Below are entries to reproduce exactly, apart from their pictures.

[Opening EXTRACTED ENTRIES section]

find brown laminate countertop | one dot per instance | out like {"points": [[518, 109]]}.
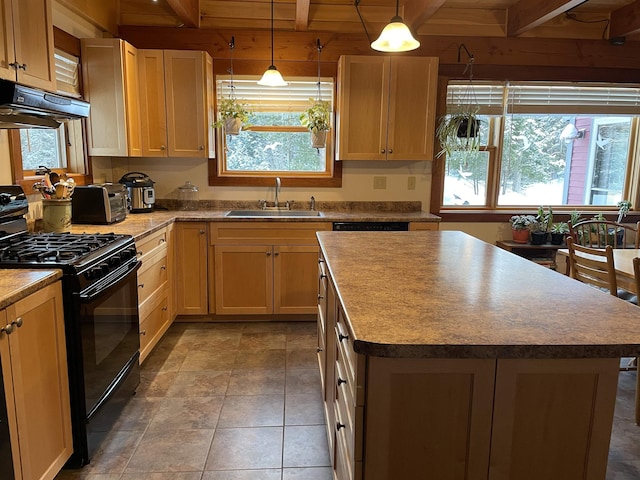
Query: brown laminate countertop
{"points": [[16, 284], [446, 294], [141, 224]]}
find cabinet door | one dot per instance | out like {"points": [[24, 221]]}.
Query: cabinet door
{"points": [[104, 70], [7, 52], [412, 103], [295, 279], [33, 33], [185, 96], [363, 89], [244, 279], [153, 116], [37, 354], [191, 268]]}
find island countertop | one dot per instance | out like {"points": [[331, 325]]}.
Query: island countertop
{"points": [[445, 294]]}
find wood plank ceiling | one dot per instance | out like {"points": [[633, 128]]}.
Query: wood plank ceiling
{"points": [[568, 19]]}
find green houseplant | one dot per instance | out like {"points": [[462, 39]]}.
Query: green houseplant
{"points": [[232, 115], [520, 227], [317, 118]]}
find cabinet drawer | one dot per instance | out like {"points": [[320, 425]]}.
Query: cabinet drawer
{"points": [[253, 233], [154, 324], [151, 243], [152, 275]]}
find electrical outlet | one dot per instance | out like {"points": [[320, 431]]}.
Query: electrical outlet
{"points": [[379, 183]]}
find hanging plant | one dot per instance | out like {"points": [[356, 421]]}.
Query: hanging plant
{"points": [[232, 115], [317, 118], [459, 130]]}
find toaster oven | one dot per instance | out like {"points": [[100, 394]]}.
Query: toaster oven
{"points": [[99, 204]]}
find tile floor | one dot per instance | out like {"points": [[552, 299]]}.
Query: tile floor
{"points": [[234, 401], [219, 401]]}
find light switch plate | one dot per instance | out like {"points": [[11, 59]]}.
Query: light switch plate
{"points": [[379, 183]]}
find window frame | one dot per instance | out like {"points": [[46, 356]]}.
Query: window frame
{"points": [[332, 177], [494, 213], [82, 176]]}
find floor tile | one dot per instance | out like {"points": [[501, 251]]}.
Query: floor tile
{"points": [[304, 409], [264, 474], [182, 413], [246, 448], [305, 446], [311, 473], [205, 383], [166, 451], [252, 411], [256, 381]]}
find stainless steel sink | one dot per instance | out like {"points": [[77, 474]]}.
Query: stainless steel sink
{"points": [[273, 213]]}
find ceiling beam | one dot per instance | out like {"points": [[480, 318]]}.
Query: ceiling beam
{"points": [[625, 20], [528, 14], [302, 15], [188, 11], [416, 12]]}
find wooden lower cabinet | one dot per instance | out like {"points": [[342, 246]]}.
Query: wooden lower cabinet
{"points": [[263, 269], [191, 268], [154, 293], [36, 384], [466, 419]]}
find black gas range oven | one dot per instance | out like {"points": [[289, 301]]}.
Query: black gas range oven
{"points": [[99, 285]]}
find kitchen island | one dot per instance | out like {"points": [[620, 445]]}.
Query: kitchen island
{"points": [[444, 357]]}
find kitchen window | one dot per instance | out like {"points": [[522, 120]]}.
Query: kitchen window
{"points": [[564, 145], [274, 144]]}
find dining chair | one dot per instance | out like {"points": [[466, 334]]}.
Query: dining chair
{"points": [[600, 233]]}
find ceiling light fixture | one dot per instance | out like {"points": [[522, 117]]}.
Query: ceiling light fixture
{"points": [[395, 37], [272, 77]]}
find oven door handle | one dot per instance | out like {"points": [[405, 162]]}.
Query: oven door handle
{"points": [[108, 283]]}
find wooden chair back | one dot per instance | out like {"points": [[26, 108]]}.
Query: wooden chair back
{"points": [[600, 233], [593, 266]]}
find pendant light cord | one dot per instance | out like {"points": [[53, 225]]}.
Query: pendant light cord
{"points": [[272, 33]]}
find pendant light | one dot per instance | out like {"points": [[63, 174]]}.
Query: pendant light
{"points": [[272, 77], [396, 36]]}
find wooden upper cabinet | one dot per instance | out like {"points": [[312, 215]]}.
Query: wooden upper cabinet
{"points": [[176, 92], [386, 107], [110, 71], [26, 43]]}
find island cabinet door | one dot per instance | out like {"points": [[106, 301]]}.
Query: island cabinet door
{"points": [[428, 418], [553, 418]]}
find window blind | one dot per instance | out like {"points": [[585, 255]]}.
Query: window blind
{"points": [[67, 76], [292, 98], [573, 98], [488, 96]]}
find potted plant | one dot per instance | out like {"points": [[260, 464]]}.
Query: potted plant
{"points": [[559, 230], [540, 228], [459, 131], [520, 227], [232, 116], [317, 118]]}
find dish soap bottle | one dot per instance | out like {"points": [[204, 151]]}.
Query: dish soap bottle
{"points": [[188, 196]]}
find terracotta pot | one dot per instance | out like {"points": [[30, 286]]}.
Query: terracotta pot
{"points": [[520, 236], [232, 126], [319, 139]]}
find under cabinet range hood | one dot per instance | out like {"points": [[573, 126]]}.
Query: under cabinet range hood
{"points": [[26, 107]]}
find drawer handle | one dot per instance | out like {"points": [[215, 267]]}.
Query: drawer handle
{"points": [[7, 329]]}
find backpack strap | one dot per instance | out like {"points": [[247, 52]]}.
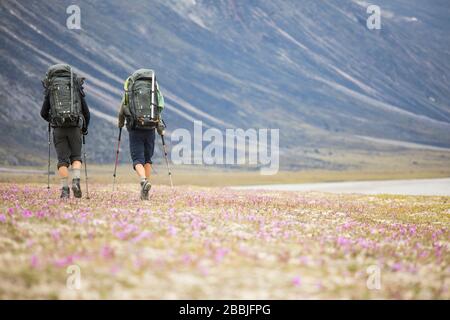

[Closing EXTRACTED ENTRIES section]

** WRITTEN RESPONSE **
find brown laminate countertop | one dot per instance | out like {"points": [[518, 109]]}.
Query: brown laminate countertop
{"points": [[16, 284], [446, 294], [141, 224]]}
find cabinet door | one dot per instance | out like {"points": [[24, 221]]}.
Query: cabinet door
{"points": [[104, 70], [7, 52], [412, 103], [295, 279], [33, 33], [185, 96], [363, 89], [244, 279], [153, 116], [37, 354], [191, 268]]}
find island countertop | one dot per instance | out like {"points": [[331, 325]]}.
Query: island countertop
{"points": [[445, 294]]}
find wood plank ceiling | one dot per instance | out like {"points": [[633, 128]]}.
Query: wood plank ceiling
{"points": [[568, 19]]}
find green houseplant | one dot per instance | out like {"points": [[462, 39]]}.
Query: green houseplant
{"points": [[232, 115], [520, 227], [317, 118]]}
find cabinet drawer | one dot per instance | out like {"points": [[320, 425]]}.
Query: cabinet drawer
{"points": [[253, 233], [154, 324], [151, 243], [152, 275]]}
find electrical outlet | one dot per instance | out like {"points": [[320, 431]]}.
Query: electrical outlet
{"points": [[379, 183]]}
find hanging plant | one dot per instance | out like {"points": [[356, 421]]}.
Query: hanging plant
{"points": [[232, 115], [317, 118], [459, 130]]}
find toaster oven | one dot per instance | out like {"points": [[100, 394]]}.
Query: toaster oven
{"points": [[99, 204]]}
find tile floor | one dot per instance | out like {"points": [[552, 299]]}.
Query: tile floor
{"points": [[234, 401], [219, 401]]}
find light switch plate | one dot per instance | out like {"points": [[11, 59]]}.
Query: light switch plate
{"points": [[379, 183]]}
find window frame | one dot per instance | out like {"points": [[46, 356]]}.
Query: window frame
{"points": [[332, 177], [494, 213], [82, 176]]}
find floor tile | one dot per instance | out like {"points": [[501, 251]]}.
Query: floor tile
{"points": [[304, 409], [264, 474], [182, 413], [246, 448], [305, 446], [311, 473], [205, 383], [166, 451], [252, 411], [256, 381]]}
find stainless steel sink | one dot per instance | out like {"points": [[77, 474]]}.
Query: stainless steel sink
{"points": [[273, 213]]}
find ceiling beam | one dot per instance | out like {"points": [[480, 318]]}.
Query: ceiling beam
{"points": [[625, 20], [528, 14], [302, 15], [188, 11], [416, 12]]}
find wooden lower cabinet | one dot per instance | out like {"points": [[342, 246]]}.
Query: wooden lower cabinet
{"points": [[263, 269], [191, 268], [154, 293], [36, 384], [466, 419]]}
find black gas range oven | one dot per instance | out like {"points": [[289, 301]]}.
Query: black gas range oven
{"points": [[99, 285]]}
find kitchen island | one dot per instance | out like {"points": [[620, 445]]}.
Query: kitchen island
{"points": [[444, 357]]}
find kitchen window | one dot per instance | out like {"points": [[522, 120]]}.
Query: kitchen window
{"points": [[564, 145], [274, 144]]}
find dining chair | one dot per instance | out like {"points": [[466, 334]]}.
Query: dining chair
{"points": [[600, 233]]}
find ceiling light fixture | one dot per instance | out like {"points": [[522, 117]]}.
Query: ceiling light fixture
{"points": [[395, 37], [272, 77]]}
find oven door handle | one dot per instance | out like {"points": [[405, 162]]}.
Query: oven door handle
{"points": [[108, 283]]}
find wooden chair back | one dot per instance | out like {"points": [[26, 108]]}.
Query: wooden chair back
{"points": [[600, 233], [593, 266]]}
find pendant light cord | one dot per instance | out like {"points": [[53, 225]]}.
Query: pendant light cord
{"points": [[272, 33]]}
find pendant light | one dot per instance | out like {"points": [[63, 174]]}.
Query: pendant light
{"points": [[272, 77], [396, 36]]}
find wooden upper cabinet | one dot per instance | out like {"points": [[312, 215]]}.
Query: wooden upper cabinet
{"points": [[176, 92], [386, 107], [110, 71], [26, 43]]}
find island cabinet door | one dot per instance | out like {"points": [[106, 301]]}.
Query: island cabinet door
{"points": [[428, 418], [553, 418]]}
find window blind | one dot per instance | out like {"points": [[585, 255]]}.
Query: window blind
{"points": [[67, 76], [292, 98], [573, 98], [488, 96]]}
find potted plant | one dot per instance | out like {"points": [[260, 464]]}.
Query: potted plant
{"points": [[559, 230], [540, 228], [459, 131], [520, 227], [232, 116], [317, 118]]}
find dish soap bottle | one dot per instance | out like {"points": [[204, 151]]}.
Query: dish soap bottle
{"points": [[188, 196]]}
find terracotta pot | one dot per instance | out like {"points": [[30, 286]]}.
Query: terracotta pot
{"points": [[520, 236], [232, 126], [319, 139]]}
find under cabinet range hood | one dot per instance | out like {"points": [[573, 126]]}.
Query: under cabinet range hood
{"points": [[26, 107]]}
find drawer handle | one dot per instance | out like {"points": [[215, 267]]}.
Query: drawer handle
{"points": [[7, 329]]}
find backpack strap | one dot per instance | out like {"points": [[247, 52]]}.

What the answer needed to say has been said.